-------- Texte du document --------
B. UN DROIT QUE LE LÉGISLATEUR NATIONAL A CONSACRÉ SANS POUR AUTANT EN AVOIR GARANTI L'EFFECTIVITÉ

1. Malgré des dispositions législatives qui favorisent l'accès à l'eau pour tous...

Reconnu tardivement, par la loi n° 2006-1772 du 30 décembre 2006 sur l'eau et les milieux aquatiques (dite « LEMA »), le droit autonome d'accès à l'eau prévoit que « chaque personne physique, pour son alimentation et son hygiène, a le droit d'accéder à l'eau potable dans des conditions économiquement acceptables par tous ».

Cette affirmation de portée générale a constitué depuis lors la base juridique pour la mise en oeuvre de l'ensemble des dispositifs visant à rendre effectif ce droit à l'eau, à l'instar de la loi n° 2013-312 du 15 avril 2013 précitée qui a introduit la possibilité pour les collectivités compétentes de mettre en place des expérimentations « en vue de favoriser l'accès à l'eau et de mettre en oeuvre une tarification sociale de l'eau » et interdit les coupures d'eau ainsi que les réductions de débit par les distributeurs en cas de non-paiement des factures d'eau, et ce sans condition de ressources .
-------- Données enregistrées --------
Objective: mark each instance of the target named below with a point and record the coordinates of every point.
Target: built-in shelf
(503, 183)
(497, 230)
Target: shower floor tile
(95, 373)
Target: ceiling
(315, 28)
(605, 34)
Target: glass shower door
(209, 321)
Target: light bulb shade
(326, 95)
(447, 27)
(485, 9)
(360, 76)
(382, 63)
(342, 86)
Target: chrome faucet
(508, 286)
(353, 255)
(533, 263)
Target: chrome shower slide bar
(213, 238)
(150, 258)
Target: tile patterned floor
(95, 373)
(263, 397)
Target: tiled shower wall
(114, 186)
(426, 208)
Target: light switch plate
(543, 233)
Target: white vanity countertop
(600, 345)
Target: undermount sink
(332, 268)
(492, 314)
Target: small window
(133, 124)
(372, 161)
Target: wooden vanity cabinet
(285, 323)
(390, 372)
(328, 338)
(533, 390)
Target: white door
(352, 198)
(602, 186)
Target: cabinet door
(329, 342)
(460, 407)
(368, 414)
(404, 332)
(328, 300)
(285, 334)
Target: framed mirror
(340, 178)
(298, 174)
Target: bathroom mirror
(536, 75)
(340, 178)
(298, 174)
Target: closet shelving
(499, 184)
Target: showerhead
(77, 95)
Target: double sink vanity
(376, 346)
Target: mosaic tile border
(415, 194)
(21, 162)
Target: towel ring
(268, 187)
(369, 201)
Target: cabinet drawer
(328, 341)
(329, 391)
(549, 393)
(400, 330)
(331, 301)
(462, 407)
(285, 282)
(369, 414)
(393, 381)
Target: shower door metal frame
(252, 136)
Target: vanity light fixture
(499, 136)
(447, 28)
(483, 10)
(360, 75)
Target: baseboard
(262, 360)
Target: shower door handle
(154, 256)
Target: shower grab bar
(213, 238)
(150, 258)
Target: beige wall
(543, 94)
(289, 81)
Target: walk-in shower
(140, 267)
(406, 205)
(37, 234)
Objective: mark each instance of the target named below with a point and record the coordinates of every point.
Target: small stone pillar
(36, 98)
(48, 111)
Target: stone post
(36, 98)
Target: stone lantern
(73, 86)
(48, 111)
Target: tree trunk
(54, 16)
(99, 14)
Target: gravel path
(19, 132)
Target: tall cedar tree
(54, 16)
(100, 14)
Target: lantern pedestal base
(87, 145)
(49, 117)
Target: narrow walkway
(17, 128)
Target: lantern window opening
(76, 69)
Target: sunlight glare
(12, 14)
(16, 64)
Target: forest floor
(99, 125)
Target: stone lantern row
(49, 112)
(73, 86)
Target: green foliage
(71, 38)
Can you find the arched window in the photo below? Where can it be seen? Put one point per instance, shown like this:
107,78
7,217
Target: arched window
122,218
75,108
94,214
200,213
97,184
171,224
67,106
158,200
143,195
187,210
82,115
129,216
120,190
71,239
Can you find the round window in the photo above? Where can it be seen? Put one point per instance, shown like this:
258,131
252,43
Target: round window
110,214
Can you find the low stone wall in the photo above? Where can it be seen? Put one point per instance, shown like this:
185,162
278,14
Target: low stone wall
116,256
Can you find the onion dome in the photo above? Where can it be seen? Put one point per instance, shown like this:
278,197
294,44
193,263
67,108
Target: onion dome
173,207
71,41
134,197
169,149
--------
- **Liste des activités**
- a) D'après le texte sur le droit d'accès à l'eau, dans quel but la loi du 15 avril 2013 autorise-t-elle les collectivités compétentes à mener des expérimentations ? Répondez en une à trois phrases.
- b) Recopiez à l'identique le passage du texte sur le droit d'accès à l'eau qui commence par les mots contenant "B. UN DROIT" et se termine par "l'eau pour tous...".
Les entrées enregistrées forment un matériau indépendant du texte.

- **Corrigé des activités**
- a) La loi du 15 avril 2013 autorise ces expérimentations afin de favoriser l'accès à l'eau. Elle les prévoit aussi pour mettre en oeuvre une tarification sociale de l'eau.

- b)
B. UN DROIT QUE LE LÉGISLATEUR NATIONAL A CONSACRÉ SANS POUR AUTANT EN AVOIR GARANTI L'EFFECTIVITÉ

1. Malgré des dispositions législatives qui favorisent l'accès à l'eau pour tous...